Spatial localization data
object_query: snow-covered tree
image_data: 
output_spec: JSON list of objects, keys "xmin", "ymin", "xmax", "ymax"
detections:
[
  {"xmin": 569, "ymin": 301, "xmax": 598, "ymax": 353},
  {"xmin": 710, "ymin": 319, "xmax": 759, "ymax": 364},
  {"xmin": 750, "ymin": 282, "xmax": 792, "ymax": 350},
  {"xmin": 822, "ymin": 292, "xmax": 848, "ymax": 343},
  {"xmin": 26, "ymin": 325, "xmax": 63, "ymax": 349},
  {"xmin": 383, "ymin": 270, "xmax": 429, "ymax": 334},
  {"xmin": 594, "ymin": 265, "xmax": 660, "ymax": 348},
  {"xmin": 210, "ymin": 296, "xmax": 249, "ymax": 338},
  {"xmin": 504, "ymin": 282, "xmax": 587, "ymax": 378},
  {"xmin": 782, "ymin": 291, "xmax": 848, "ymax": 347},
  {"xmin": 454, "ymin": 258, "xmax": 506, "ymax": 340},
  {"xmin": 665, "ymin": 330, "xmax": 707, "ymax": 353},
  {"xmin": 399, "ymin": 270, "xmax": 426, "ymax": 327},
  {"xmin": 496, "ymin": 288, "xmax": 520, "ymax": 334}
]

### DESCRIPTION OF THE TASK
Print the records verbatim, stopping after the "output_spec: JSON list" line.

### REPLY
object_query: snow-covered tree
image_data: 
output_spec: JSON list of objects, keys "xmin", "ymin", "xmax", "ymax"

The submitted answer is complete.